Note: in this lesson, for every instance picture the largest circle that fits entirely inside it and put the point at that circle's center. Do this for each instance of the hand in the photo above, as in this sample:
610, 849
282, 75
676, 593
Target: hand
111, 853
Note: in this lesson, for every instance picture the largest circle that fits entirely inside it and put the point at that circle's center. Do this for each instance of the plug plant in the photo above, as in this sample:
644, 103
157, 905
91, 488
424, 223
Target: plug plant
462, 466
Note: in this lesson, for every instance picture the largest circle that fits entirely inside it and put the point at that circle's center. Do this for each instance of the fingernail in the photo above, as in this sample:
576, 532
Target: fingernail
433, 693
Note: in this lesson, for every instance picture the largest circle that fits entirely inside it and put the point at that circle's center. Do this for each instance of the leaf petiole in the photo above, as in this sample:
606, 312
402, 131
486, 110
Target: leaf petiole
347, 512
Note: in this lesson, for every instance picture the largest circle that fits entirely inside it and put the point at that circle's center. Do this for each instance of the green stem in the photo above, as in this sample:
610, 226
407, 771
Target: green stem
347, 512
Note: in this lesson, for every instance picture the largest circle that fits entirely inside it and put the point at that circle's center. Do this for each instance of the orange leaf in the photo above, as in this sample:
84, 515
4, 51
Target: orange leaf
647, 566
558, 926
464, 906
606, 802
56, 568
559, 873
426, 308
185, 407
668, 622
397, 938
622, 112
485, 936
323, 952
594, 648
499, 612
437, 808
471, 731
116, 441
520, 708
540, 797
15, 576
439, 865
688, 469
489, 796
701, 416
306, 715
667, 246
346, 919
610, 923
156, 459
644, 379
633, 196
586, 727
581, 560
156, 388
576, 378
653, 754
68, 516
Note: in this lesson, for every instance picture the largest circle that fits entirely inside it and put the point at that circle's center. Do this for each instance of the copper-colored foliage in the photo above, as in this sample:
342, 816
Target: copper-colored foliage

◇ ◇ ◇ ◇ ◇ ◇ ◇

Directions |
Scan the material above for the string "copper" and report each line where you find it.

Response to this exercise |
Note: in this lesson, for every instance picture the largest circle that fits entirely inside it and put the point at that circle's center. Do this for each instance of the copper-colored foliage in the photo above, as in this sample:
Target: copper-colored foliage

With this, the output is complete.